Short problem: Extract every line of the records below verbatim and keep their original order.
::::::::
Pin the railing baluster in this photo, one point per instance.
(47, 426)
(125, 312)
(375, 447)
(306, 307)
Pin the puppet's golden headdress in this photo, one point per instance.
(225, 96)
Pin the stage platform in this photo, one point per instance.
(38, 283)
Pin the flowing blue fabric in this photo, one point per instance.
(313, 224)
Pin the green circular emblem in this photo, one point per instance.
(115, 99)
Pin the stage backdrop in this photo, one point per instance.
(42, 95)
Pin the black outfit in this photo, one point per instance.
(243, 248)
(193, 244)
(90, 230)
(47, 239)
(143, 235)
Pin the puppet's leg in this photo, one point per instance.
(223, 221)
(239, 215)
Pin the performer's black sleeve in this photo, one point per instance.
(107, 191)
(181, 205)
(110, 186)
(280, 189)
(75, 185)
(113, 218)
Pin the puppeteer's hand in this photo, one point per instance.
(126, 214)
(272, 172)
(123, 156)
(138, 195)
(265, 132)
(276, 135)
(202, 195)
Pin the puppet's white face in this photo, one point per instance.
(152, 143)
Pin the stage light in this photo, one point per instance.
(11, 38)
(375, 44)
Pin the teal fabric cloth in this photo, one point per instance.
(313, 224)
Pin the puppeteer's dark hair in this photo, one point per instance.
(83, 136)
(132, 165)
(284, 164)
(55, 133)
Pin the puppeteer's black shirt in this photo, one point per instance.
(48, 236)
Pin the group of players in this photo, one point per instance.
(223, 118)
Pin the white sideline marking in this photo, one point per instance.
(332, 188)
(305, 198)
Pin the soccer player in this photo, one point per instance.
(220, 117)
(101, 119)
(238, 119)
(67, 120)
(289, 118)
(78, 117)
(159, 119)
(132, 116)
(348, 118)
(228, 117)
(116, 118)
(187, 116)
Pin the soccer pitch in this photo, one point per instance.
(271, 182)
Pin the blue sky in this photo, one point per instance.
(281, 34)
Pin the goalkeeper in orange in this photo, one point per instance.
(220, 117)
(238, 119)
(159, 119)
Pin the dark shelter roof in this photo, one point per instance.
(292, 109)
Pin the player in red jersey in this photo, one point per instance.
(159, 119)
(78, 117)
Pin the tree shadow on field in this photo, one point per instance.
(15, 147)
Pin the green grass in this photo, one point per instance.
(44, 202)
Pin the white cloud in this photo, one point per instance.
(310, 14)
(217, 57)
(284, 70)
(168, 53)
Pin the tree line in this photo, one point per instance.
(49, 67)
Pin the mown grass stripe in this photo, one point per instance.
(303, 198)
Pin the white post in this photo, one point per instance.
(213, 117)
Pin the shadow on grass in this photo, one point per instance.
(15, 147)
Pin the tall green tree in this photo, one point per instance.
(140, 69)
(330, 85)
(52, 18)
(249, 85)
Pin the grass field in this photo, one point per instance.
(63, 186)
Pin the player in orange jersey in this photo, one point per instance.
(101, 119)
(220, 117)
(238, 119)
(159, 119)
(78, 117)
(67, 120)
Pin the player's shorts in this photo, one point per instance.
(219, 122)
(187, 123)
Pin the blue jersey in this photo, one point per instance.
::::::::
Solution for this problem:
Pin the railing baluster in this photo, one point per instance.
(47, 426)
(125, 312)
(375, 447)
(306, 307)
Pin the puppet's golden headdress in this photo, one point per instance.
(225, 96)
Pin the stage platform in this photo, one point per instance.
(38, 283)
Pin the flowing blue fabric in this photo, one point per instance.
(313, 224)
Pin the green circular emblem in this photo, one point per instance.
(115, 99)
Pin the stage backdrop in this photo, one point per instance.
(42, 95)
Pin the black outfit in this photo, one point per instance.
(243, 248)
(193, 244)
(90, 230)
(47, 239)
(143, 235)
Pin the puppet's leg in this photo, one point per instance.
(223, 221)
(239, 215)
Pin the performer's black sleeve in this photo, one point per instance.
(107, 191)
(181, 205)
(110, 186)
(280, 189)
(75, 185)
(113, 218)
Pin the puppeteer's hand in this photo, one point per instance.
(126, 214)
(272, 172)
(123, 156)
(138, 195)
(265, 132)
(276, 135)
(202, 195)
Pin the puppet's white face in this photo, one point per instance.
(152, 143)
Pin the stage light in this photo, one point per instance.
(11, 38)
(375, 44)
Pin the teal fabric cloth in this photo, one point per instance.
(313, 224)
Pin the puppeteer's dark hair in this photo, one point per instance.
(83, 136)
(132, 165)
(284, 164)
(55, 133)
Pin the puppeteer's black shirt in this photo, one point per instance.
(48, 236)
Pin the group of players in this photo, one point per instance.
(223, 118)
Pin the white sideline marking in this photo, one point per instance.
(332, 188)
(305, 198)
Pin the soccer player in this photo, one point per instance.
(220, 117)
(101, 119)
(238, 119)
(67, 120)
(289, 118)
(78, 117)
(159, 119)
(132, 116)
(348, 118)
(228, 117)
(116, 118)
(187, 116)
Pin the soccer pitch in this photo, one point per instance.
(271, 182)
Pin the blue sky in this photo, one point per instance.
(281, 34)
Pin the goalkeeper in orange in this photo, one point per instance.
(220, 117)
(238, 119)
(159, 119)
Pin the dark shelter roof in this photo, one point per instance.
(292, 109)
Pin the player in red jersey in this photo, one point per instance.
(159, 119)
(78, 117)
Pin the tree shadow on field in this photo, one point per instance.
(15, 147)
Pin the green grass in this photo, one point per instance.
(44, 202)
Pin the white cloud in this photo, one point per instance.
(310, 14)
(217, 57)
(284, 70)
(168, 53)
Pin the tree line in this photo, one point per instance.
(49, 67)
Pin the mown grass stripe in this photo, one point per instance.
(303, 198)
Pin the white post in this photo, one point per instance.
(213, 117)
Pin the shadow on grass in this photo, one point per instance.
(15, 147)
Pin the tall green tree in this photo, one point per instance.
(140, 69)
(330, 85)
(52, 18)
(249, 85)
Pin the grass field in this photo, one point per instance.
(63, 186)
Pin the player in orange jersey in this photo, one point per instance.
(101, 119)
(220, 117)
(238, 119)
(159, 119)
(78, 117)
(67, 120)
Pin the player's shorts in this photo, one point per instance.
(219, 122)
(187, 123)
Pin the blue jersey in this photo, one point per instance.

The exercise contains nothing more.